Source:
Notice anything special about the background image? It's part of a Penrose tiling.


This page contains original graphics I created during my study of Math 149B at U.C. Davis. Much of the material goes well with a hobby I enjoy: computer graphics. The software I use is available for nearly every platform: POV-Ray 3.0



Background

At the time, we were studying boundary identification. A simple example is taking a piece of paper and identifying the left edge with the right edge. The surface becomes continuous along this edge and you end up with either a cylinder or Mobius Strip. You can further the process by identifying the remaining two edges of the paper. You then end up with either a torus or Klein Bottle. Try visualizing this process with a piece of binder paper. But note that you can only go so far with the Klein Bottle.

Cube Gluing


In class we considered what would happen if we glued opposite faces of the cube. A cube has three pairs of opposite faces, and thus there are three "phases" to the gluing process. I have animated the first two phases.



• Phase I - glue the green faces
  
• Phase II - glue the yellow faces
  
• Phase III - glue the blue faces
  


Cube Gluing Animation (350K gif)
Cube Gluing Animation (714K gif, cyclic)
Cube Gluing Animation (343K fli)


As the animation shows, the first two phases are relatively straight forward. Why didn't I animate the third phase? Phase III means gluing blue to blue - the inside surface of the thick torus to the outside surface such that the surface normals point toward each other. This isn't possible in three dimensions.

Work instructions:
1. Transcribe the cube-gluing page word for word, starting at "In class we" and ending at "first two phases.".
2. Write the next part of the cube-gluing page, picking up right after its final sentence.

[Entries for pointing and labeling]
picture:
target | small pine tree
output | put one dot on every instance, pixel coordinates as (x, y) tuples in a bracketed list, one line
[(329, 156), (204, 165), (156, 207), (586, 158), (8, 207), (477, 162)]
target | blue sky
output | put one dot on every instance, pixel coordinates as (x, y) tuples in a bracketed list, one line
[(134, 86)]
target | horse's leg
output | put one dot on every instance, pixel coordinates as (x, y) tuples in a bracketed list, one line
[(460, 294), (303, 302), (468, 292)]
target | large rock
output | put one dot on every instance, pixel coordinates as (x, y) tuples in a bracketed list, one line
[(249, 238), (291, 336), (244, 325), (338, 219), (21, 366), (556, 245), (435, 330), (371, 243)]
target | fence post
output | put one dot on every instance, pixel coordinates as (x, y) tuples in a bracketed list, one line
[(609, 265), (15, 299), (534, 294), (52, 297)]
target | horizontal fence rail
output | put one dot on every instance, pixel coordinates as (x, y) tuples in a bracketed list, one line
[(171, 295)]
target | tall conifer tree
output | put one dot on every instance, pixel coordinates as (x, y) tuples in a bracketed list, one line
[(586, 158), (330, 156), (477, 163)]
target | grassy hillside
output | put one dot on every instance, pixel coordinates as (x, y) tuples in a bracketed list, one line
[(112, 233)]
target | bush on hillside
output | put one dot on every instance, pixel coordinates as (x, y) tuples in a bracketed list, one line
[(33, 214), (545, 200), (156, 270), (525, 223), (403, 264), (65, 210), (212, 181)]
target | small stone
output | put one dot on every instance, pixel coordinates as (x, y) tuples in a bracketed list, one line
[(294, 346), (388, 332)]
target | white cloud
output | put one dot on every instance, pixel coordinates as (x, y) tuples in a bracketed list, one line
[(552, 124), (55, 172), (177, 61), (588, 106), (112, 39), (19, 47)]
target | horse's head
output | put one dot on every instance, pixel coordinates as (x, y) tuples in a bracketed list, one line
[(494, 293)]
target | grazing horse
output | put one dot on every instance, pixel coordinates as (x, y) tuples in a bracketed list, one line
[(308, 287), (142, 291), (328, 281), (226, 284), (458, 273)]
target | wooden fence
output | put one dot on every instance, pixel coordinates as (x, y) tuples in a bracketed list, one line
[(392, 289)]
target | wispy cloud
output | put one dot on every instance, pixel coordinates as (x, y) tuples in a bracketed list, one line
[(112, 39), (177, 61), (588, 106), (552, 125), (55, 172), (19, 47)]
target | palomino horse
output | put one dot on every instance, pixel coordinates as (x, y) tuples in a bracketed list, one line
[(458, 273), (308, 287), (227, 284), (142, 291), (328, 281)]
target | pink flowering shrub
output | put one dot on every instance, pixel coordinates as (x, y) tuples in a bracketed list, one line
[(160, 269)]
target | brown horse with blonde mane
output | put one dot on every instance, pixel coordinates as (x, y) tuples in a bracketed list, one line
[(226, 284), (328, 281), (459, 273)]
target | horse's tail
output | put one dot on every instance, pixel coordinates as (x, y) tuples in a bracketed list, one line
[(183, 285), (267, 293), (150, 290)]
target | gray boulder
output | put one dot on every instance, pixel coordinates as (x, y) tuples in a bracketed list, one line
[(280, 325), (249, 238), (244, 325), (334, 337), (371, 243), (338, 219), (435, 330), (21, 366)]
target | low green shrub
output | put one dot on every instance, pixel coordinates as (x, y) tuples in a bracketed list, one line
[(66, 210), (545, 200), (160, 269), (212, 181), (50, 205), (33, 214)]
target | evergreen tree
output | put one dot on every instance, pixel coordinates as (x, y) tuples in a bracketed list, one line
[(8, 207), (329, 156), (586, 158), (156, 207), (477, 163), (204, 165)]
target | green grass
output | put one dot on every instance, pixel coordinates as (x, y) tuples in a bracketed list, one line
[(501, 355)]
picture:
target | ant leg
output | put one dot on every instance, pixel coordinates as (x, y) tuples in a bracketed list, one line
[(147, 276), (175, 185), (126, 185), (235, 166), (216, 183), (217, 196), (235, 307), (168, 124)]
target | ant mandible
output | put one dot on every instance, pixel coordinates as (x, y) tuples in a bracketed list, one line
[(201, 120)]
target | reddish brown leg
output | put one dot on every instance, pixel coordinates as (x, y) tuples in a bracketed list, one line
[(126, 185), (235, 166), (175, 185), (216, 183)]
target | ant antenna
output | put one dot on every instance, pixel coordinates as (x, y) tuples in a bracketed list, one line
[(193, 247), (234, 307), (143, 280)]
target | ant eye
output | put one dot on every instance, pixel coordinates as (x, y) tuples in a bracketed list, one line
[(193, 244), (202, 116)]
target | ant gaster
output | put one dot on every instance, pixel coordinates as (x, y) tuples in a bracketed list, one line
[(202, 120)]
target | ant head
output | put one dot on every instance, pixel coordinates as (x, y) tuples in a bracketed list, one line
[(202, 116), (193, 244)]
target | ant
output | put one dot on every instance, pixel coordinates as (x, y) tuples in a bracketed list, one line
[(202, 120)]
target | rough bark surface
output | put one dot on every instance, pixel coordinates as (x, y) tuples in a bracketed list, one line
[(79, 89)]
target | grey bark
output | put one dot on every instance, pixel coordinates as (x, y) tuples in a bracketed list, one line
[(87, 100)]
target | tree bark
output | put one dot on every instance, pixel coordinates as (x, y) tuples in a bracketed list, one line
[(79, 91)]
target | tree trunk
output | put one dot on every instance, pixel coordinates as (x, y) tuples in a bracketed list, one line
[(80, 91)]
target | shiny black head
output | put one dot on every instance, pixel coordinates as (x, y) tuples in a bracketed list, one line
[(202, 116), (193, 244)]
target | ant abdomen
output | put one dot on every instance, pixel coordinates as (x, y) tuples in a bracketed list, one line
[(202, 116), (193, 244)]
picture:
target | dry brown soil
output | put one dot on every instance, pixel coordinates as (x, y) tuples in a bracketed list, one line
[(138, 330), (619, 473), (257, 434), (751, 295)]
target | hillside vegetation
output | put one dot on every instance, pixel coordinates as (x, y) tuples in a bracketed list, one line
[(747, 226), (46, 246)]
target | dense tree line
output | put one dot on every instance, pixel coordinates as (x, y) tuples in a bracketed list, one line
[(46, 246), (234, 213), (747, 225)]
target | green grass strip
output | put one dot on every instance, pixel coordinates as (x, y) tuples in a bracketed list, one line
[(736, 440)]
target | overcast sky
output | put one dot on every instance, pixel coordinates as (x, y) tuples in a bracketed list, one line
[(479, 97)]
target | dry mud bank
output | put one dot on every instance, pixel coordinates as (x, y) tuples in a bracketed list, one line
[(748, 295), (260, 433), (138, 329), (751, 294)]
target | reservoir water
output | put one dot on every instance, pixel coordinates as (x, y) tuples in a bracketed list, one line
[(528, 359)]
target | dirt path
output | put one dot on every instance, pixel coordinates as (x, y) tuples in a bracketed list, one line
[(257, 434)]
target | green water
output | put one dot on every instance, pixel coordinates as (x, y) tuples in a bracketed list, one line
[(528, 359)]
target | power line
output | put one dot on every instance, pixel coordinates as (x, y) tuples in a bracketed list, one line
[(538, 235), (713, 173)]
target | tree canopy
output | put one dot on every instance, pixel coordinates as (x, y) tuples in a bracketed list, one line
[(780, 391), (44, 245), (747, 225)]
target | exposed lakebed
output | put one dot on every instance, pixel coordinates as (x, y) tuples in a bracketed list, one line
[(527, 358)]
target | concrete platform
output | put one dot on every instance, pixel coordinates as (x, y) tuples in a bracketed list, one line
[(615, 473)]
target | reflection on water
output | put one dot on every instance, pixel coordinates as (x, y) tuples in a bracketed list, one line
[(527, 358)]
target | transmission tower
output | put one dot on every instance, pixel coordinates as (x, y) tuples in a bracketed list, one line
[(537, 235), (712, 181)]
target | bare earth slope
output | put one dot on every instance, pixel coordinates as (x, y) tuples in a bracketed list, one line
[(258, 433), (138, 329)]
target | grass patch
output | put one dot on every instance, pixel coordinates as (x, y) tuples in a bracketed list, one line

Final results:
1.
In class we considered what would happen if we glued opposite faces of the cube. A cube has three pairs of opposite faces, and thus there are three "phases" to the gluing process. I have animated the first two phases.

2.
"Circle worth of Tori"


Let us consider what the third phase might look like in some higher dimension. Professor Mulase used the expression "circle worth of circles" to describe the set of configurations of a simple mechanical linkage. This set - a circle worth of circles - is a torus. In other words, each appropriate slice of the torus is a circle.

Now consider an appropriate slice of the "torus" created after Phase II. Each slice (infinitlely thin) is a disk with a hole in it. For such a slice we must glue the outer edge with the inner edge. What shape is this? It is again a torus and, therfore, Phase III may be realized as a process which generates a "circle worth of tori." Can you imagine a surface for which there are an infinite number of slices yielding an infinite number of tori?


Klein Bottle

I don't know what posessed me, but I just had to try modeling a Klein Bottle. Click the image to see a larger version. Perhaps during summer I will persue my idea to animate a ball rolling along the surface of the bottle.




Q: Why did the chicken cross the Mobius strip?
A: To get to the other ... er, um ...

Available Software and Source

If you are using a PC from home, I recommend downloading the FLI animation rather than the GIF. You can play it full screen with Autodesk Animator (82K DOS)
A Windows version is also available: Autodesk Animator for Windows

The best shareware FRACTAL program I know of is WinFract. This is what I used to generate the background for this page and my homepage.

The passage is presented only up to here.